• [記述課題 A]: 下のエントリーから、「bicycle」という文字列を含む行をすべて抜き出して示してください。大文字と小文字は区別します。

• [抜粋文]:
# # # # #

今までの人生も次々と活動の場所を変えていく日々だったから、人付き合いは常に変わり続けてきたけれど、ここ2〜3年間でそれはさらに加速し、数年前の自分には想像もつかなかったであろう人間関係の輪が構築されている。
昨年だけで、軽く100人を超える人との出会いがあった。もしかしたら200人を超えているかもしれない。僕の名前を覚えてくれた人は100人以上いるって確信がある。きっとそういう時期だったのだろう。

出会ったからといって、すべての人とのつながりが維持されるわけではない。一期一会を信条にすべての出逢いに対して誠実にスタートするけれども、運命のいたずらとか縁とかで、つながる人とつながらない人がいる。

# # # # #

• [提供データ]:

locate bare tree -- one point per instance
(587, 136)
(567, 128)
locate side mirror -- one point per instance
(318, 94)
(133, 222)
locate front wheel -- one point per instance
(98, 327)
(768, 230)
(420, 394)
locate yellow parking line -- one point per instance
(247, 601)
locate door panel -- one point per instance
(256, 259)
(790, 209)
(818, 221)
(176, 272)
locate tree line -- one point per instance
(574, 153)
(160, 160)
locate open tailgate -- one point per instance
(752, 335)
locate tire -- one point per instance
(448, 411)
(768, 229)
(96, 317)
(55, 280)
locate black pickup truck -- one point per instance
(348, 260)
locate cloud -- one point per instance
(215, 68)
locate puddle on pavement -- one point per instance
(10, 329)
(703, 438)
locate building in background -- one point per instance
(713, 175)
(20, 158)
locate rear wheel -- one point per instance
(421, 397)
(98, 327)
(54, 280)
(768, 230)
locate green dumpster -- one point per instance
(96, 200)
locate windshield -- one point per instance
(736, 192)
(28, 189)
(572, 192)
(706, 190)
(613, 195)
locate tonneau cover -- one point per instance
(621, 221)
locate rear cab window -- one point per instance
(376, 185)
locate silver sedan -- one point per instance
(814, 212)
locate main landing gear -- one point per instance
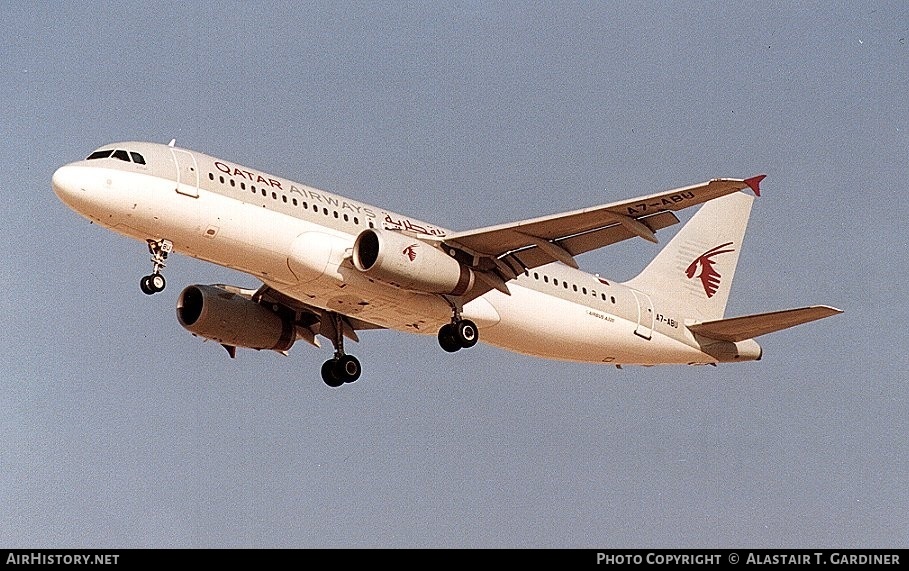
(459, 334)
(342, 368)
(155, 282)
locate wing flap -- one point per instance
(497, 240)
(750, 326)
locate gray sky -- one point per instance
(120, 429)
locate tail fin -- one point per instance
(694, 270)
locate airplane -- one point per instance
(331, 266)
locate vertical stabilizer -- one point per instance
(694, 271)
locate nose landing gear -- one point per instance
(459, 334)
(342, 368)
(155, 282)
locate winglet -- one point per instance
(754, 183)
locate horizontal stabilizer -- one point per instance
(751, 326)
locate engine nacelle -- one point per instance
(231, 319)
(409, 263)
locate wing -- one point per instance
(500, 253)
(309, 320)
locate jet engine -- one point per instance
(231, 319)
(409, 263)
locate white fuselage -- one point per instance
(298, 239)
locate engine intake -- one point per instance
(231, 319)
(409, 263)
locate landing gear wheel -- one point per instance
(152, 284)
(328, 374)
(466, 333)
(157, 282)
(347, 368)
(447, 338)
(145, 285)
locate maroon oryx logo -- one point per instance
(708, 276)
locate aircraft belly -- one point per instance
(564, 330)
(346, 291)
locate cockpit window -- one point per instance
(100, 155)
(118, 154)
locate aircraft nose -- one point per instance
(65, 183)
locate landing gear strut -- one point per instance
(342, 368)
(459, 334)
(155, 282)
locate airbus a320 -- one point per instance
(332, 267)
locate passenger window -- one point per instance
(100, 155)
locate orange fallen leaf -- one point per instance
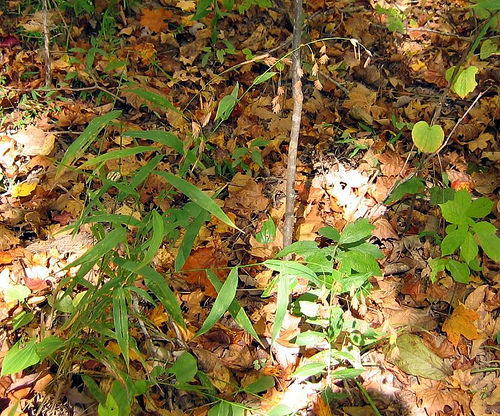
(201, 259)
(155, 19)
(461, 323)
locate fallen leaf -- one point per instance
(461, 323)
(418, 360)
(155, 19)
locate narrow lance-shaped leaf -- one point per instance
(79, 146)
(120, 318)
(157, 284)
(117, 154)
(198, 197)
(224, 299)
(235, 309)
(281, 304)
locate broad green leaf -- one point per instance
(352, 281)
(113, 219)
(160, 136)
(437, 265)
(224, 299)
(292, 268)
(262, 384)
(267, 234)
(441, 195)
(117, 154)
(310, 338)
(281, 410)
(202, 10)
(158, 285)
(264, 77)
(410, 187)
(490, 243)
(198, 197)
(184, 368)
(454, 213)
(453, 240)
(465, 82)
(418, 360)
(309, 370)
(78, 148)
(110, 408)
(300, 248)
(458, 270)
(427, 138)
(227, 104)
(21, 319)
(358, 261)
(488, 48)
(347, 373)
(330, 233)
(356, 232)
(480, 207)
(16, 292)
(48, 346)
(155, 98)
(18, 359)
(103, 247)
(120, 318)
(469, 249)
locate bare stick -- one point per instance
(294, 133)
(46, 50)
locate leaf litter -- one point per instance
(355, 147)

# # # # #

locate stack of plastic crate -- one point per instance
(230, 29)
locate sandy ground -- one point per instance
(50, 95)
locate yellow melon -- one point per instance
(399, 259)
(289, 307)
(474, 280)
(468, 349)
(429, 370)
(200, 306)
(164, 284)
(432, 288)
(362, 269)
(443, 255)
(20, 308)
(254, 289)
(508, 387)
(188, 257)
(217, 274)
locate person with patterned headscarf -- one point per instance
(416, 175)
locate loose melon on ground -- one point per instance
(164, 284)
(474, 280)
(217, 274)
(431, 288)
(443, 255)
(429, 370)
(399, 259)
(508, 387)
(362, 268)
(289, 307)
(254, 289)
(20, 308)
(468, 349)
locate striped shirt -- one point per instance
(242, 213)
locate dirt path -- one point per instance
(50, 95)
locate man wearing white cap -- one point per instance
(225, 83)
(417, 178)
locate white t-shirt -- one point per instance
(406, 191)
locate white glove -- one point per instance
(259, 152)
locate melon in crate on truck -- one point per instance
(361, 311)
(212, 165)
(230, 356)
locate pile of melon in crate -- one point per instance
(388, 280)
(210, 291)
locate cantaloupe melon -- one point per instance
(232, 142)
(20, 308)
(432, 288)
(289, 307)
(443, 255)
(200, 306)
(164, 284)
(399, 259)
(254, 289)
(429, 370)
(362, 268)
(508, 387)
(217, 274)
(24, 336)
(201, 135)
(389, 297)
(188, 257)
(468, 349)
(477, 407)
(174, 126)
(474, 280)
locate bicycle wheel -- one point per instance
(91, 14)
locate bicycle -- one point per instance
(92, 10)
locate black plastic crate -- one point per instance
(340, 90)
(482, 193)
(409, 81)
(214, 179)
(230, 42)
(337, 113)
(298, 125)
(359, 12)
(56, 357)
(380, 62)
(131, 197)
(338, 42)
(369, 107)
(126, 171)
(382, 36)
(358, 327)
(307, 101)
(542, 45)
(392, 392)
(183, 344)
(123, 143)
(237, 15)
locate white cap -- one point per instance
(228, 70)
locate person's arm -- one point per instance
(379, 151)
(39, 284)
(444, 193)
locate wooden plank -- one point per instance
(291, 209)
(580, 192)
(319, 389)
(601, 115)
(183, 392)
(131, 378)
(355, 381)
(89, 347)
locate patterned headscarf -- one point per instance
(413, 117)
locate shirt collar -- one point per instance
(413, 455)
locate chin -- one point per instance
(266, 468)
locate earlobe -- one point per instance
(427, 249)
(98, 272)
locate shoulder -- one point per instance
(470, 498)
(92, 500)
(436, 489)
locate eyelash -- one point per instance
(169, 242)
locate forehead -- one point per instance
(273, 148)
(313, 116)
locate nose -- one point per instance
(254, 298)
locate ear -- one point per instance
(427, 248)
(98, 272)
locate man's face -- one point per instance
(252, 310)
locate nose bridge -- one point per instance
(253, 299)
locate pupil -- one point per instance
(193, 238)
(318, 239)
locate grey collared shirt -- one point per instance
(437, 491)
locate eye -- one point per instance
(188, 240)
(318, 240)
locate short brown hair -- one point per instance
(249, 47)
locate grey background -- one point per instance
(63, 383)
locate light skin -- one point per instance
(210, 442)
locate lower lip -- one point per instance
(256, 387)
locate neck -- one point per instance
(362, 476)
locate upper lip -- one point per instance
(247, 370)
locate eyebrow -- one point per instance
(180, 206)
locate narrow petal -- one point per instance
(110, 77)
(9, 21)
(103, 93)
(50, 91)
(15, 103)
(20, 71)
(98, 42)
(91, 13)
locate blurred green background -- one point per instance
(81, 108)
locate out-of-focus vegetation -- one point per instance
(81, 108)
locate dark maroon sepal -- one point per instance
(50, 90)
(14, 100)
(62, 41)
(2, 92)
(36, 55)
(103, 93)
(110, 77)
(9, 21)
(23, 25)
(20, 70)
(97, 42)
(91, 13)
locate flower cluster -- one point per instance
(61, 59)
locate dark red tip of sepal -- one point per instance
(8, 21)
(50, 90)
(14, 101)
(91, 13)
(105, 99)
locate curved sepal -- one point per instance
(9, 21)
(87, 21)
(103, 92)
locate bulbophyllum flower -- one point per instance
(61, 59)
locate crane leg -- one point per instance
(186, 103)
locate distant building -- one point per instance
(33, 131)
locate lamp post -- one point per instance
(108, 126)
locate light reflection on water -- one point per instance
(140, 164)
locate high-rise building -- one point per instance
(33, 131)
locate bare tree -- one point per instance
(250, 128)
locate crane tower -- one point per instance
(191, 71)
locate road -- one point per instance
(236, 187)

# # # # #

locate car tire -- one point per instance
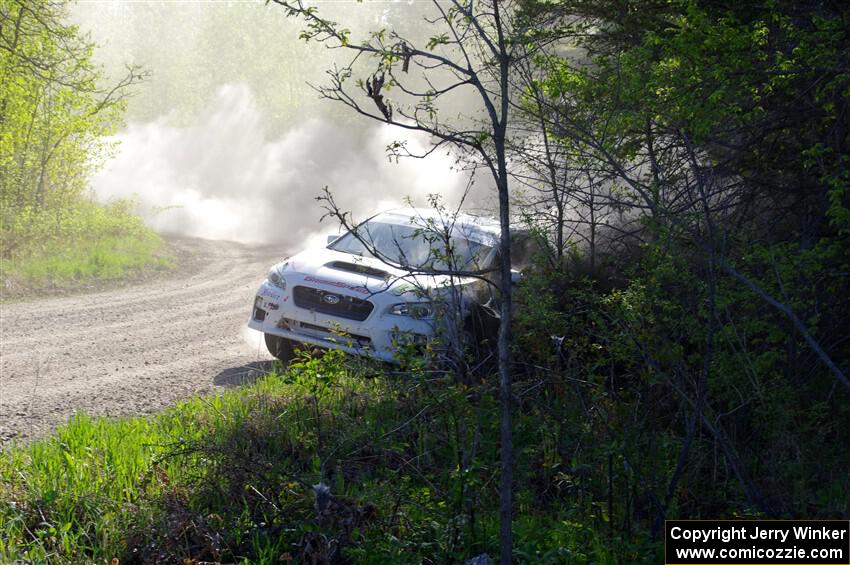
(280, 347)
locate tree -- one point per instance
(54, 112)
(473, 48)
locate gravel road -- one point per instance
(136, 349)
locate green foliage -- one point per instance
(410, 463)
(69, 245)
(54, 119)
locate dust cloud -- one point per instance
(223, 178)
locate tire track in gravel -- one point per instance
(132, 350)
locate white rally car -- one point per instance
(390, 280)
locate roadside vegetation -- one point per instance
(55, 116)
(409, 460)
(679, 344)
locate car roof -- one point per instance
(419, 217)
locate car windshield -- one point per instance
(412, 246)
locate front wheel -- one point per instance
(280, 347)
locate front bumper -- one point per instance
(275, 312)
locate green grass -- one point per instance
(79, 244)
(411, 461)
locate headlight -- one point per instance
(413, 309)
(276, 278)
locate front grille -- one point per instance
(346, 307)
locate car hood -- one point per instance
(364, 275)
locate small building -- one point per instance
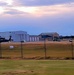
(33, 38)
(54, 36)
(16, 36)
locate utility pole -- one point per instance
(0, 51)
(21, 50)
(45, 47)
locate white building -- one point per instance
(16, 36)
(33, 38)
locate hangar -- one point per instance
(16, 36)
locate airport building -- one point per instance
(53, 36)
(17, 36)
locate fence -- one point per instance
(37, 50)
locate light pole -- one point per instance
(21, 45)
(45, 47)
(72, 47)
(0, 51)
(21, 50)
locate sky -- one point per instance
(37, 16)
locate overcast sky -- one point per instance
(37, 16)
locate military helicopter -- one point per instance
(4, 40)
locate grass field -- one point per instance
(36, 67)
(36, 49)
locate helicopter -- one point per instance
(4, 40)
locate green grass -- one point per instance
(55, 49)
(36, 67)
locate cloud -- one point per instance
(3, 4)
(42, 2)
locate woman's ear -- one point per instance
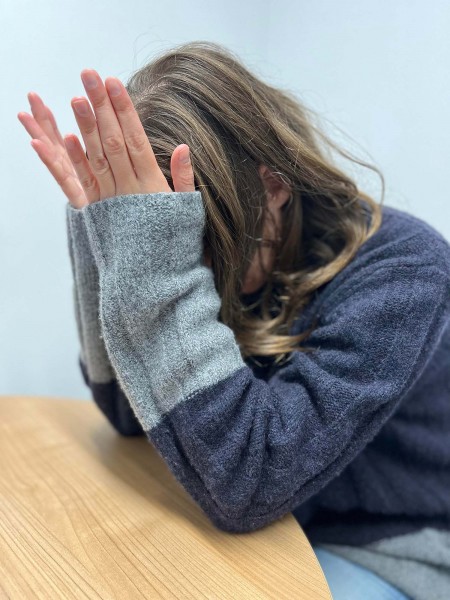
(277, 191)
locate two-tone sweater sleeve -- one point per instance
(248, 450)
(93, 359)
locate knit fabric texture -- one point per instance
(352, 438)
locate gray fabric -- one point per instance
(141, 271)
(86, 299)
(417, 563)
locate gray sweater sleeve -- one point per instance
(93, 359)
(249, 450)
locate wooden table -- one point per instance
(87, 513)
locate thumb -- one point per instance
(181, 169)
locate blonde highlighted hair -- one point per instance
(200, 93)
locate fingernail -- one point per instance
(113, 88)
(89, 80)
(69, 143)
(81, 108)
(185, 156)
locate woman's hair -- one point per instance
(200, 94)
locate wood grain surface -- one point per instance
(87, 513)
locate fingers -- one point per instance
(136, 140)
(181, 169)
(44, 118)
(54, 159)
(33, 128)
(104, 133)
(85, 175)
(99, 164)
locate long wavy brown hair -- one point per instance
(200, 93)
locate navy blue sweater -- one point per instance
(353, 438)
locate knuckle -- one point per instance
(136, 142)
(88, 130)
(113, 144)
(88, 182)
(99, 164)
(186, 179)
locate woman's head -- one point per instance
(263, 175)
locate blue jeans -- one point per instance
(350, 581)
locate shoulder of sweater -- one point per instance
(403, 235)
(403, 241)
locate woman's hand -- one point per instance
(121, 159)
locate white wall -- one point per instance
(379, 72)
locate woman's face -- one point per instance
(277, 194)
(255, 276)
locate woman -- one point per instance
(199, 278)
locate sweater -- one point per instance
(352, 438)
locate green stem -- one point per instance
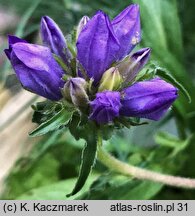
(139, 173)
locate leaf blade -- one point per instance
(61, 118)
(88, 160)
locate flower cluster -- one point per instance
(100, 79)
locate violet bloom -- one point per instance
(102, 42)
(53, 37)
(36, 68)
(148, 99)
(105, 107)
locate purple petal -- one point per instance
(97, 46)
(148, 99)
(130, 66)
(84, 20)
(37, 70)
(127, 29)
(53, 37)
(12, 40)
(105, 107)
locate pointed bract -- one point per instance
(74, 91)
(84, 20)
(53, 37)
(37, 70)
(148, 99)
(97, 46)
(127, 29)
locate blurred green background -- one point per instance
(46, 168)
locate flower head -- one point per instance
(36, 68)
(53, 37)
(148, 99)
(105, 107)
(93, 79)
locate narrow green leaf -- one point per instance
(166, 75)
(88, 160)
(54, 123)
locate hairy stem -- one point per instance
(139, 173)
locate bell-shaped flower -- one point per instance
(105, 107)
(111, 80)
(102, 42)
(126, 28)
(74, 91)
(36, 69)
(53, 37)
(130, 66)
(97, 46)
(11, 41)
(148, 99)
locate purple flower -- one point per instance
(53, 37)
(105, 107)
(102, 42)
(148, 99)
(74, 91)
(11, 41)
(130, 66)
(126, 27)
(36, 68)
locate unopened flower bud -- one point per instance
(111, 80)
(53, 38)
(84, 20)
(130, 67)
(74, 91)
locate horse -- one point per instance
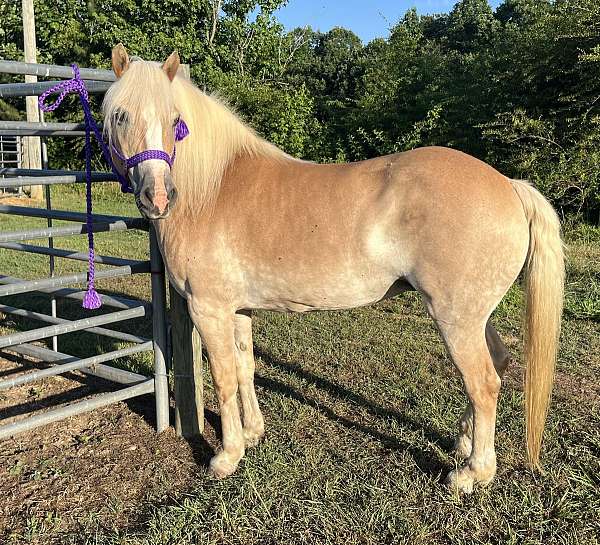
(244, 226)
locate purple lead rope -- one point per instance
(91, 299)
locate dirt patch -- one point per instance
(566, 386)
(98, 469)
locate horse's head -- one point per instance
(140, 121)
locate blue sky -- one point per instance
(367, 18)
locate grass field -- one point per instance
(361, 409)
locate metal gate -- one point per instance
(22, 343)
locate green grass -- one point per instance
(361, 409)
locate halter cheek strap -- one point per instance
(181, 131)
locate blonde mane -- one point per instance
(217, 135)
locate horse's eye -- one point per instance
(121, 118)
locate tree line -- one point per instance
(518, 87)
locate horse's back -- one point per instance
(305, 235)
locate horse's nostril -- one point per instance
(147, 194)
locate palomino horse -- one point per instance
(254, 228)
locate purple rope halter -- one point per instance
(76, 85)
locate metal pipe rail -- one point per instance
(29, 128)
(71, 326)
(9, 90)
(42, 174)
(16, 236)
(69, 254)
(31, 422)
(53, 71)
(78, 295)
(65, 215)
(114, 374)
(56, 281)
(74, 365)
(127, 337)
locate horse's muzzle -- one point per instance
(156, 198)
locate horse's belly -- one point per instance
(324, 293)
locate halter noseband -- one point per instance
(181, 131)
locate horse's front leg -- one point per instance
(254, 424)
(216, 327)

# # # # #

• [記述課題 B]: 上の抜粋文では、昨年だけで出会った人の数がどう書かれていますか。

• [回答 A]:
locate bicycle wheel -- one point per instance
locate bicycle -- one point per instance

• [回答 B]: 軽く100人を超えていて、200人を超えているかもしれないと書かれています。